■ **STATED PROBLEM**:
According to the passage on Plato and transcribed speech, what was one of Plato's issues with writing?

■ **ARTICLE**:
━━━━━━━━━━━━━━━━━━━━━━━━━━━━━━
If, as Plato thought, writing is an assimilation of voice oration, which is an assimilation of thought, and I orate/speak into Jott, what comes out textually is a direct, and presumably accurate, transcription of my spoken word. Therefore, it is technically in textual form, but it was not written; it was spoken. Thus, it should still be seen as oral, one step back from writing, according to Plato’s concept.
However, the missing element of the transcribed oral statement, which separates it from the traditional speech, is the speaker’s voice intonation, pitch, volume, physical gesture, and appearance an audience would experience if the oration were live or on video; that is the difference. One cannot experience all that presence and humanness through a text. This concept relates closely to the rhetorical canon of delivery.
One of Plato’s issues with writing was that the text can’t answer for itself. While this is true of a recording, as well –it can’t answer for itself–the nature of a podcast often allows for ongoing immediate discourse. This is to say, just like with a blog, a viewer could post an immediate retort as a comment, agreement, or disagreement. Such a response to a published text, such as a journal or book, can occur, but it takes inordinately longer and there is no assurance that the response will actually be published or read.
━━━━━━━━━━━━━━━━━━━━━━━━━━━━━━
■ **PROVIDED MATERIAL**:
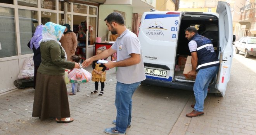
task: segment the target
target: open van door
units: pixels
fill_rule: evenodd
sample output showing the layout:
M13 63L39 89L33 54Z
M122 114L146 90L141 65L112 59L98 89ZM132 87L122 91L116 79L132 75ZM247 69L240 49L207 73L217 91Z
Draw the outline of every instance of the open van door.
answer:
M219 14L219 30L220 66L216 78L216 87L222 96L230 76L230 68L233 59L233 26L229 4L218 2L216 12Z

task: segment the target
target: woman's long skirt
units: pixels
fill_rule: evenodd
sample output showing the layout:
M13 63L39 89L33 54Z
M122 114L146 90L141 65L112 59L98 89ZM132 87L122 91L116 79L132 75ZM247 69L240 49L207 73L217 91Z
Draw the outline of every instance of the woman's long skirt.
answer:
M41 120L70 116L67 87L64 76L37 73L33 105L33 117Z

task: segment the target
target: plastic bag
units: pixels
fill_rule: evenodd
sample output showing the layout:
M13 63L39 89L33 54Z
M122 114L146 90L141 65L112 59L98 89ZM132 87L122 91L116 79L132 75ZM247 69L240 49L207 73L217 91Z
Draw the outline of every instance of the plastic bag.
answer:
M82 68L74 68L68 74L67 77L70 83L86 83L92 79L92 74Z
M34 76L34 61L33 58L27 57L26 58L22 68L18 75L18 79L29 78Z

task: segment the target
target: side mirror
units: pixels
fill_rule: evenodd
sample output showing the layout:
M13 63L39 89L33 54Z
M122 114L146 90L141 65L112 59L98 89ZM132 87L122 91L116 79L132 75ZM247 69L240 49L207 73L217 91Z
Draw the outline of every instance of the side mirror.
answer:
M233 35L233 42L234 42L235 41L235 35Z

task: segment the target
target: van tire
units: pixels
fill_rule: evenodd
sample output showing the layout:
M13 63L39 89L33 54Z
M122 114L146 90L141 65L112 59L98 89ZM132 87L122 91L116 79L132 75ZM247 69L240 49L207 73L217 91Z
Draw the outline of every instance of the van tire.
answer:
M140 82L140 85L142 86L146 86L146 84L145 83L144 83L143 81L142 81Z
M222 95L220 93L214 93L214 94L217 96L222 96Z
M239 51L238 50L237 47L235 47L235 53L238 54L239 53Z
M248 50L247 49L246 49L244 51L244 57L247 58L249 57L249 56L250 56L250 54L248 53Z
━━━━━━━━━━━━━━━━━━━━━━━━━━━━━━
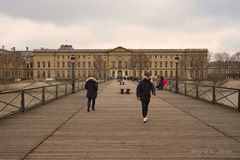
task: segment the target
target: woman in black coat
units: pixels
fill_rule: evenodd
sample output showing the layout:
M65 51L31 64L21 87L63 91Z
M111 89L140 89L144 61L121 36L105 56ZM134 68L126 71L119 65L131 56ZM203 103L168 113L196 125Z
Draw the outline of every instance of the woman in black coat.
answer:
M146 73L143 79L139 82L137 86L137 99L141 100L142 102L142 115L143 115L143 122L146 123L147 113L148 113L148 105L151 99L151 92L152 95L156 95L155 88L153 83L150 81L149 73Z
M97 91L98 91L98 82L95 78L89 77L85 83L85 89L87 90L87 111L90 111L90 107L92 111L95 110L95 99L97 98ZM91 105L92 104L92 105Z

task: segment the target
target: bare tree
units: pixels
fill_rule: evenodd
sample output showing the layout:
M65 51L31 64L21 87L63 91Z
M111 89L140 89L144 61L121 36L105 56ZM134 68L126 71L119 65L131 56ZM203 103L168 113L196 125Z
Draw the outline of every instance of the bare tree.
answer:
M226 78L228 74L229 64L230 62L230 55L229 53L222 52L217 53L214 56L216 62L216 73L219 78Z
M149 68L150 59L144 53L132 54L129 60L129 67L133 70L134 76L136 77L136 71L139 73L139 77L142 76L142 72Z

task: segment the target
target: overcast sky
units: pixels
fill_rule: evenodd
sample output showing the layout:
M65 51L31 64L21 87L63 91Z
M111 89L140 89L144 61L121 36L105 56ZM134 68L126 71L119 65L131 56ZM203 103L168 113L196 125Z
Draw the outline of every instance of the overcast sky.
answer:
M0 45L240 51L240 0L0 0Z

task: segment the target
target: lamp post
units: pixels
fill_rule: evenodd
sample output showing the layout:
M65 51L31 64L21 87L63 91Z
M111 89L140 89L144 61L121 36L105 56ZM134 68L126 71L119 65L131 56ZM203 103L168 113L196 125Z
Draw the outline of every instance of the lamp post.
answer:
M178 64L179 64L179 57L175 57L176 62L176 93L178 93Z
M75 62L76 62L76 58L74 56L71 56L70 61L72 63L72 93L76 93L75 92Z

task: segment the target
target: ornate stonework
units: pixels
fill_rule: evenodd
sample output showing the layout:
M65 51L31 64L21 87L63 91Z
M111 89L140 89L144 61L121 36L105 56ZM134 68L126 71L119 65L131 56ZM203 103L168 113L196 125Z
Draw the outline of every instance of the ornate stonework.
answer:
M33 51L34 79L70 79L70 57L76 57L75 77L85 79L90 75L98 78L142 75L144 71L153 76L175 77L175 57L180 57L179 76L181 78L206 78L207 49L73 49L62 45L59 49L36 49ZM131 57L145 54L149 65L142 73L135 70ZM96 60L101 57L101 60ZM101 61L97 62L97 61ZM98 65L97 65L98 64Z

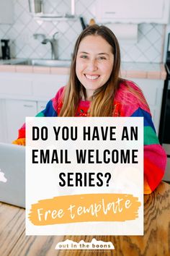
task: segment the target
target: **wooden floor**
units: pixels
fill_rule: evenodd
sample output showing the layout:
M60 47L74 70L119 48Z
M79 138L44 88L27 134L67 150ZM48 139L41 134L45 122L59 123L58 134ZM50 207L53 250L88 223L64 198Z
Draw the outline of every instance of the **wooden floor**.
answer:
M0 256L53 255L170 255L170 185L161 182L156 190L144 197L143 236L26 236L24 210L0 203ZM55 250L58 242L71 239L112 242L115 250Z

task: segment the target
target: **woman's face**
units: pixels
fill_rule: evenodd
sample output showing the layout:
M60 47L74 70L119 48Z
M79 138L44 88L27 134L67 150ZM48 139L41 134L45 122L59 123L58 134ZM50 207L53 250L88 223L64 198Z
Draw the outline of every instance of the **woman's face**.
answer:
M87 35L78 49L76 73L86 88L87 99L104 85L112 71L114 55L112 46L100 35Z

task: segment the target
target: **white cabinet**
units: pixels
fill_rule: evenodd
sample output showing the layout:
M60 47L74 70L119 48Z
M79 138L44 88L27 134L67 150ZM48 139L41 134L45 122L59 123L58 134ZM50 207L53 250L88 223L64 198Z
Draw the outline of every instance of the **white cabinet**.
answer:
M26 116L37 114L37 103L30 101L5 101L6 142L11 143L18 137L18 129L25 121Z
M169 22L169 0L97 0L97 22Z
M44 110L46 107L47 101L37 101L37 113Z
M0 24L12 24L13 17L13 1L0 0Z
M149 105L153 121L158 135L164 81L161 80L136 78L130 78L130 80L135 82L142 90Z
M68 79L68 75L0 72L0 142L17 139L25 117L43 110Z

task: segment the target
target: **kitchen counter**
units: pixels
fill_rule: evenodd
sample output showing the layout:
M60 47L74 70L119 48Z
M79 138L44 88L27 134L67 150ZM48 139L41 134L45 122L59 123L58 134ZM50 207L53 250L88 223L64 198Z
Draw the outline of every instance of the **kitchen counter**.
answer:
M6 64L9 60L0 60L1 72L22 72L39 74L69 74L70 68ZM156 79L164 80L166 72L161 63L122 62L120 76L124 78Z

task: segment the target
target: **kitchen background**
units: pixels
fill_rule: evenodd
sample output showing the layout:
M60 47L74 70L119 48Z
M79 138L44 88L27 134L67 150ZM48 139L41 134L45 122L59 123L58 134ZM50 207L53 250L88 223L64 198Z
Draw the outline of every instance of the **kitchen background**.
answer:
━━━━━━━━━━━━━━━━━━━━━━━━━━━━━━
■ **COMPLETE ANSWER**:
The text can't answer for itself.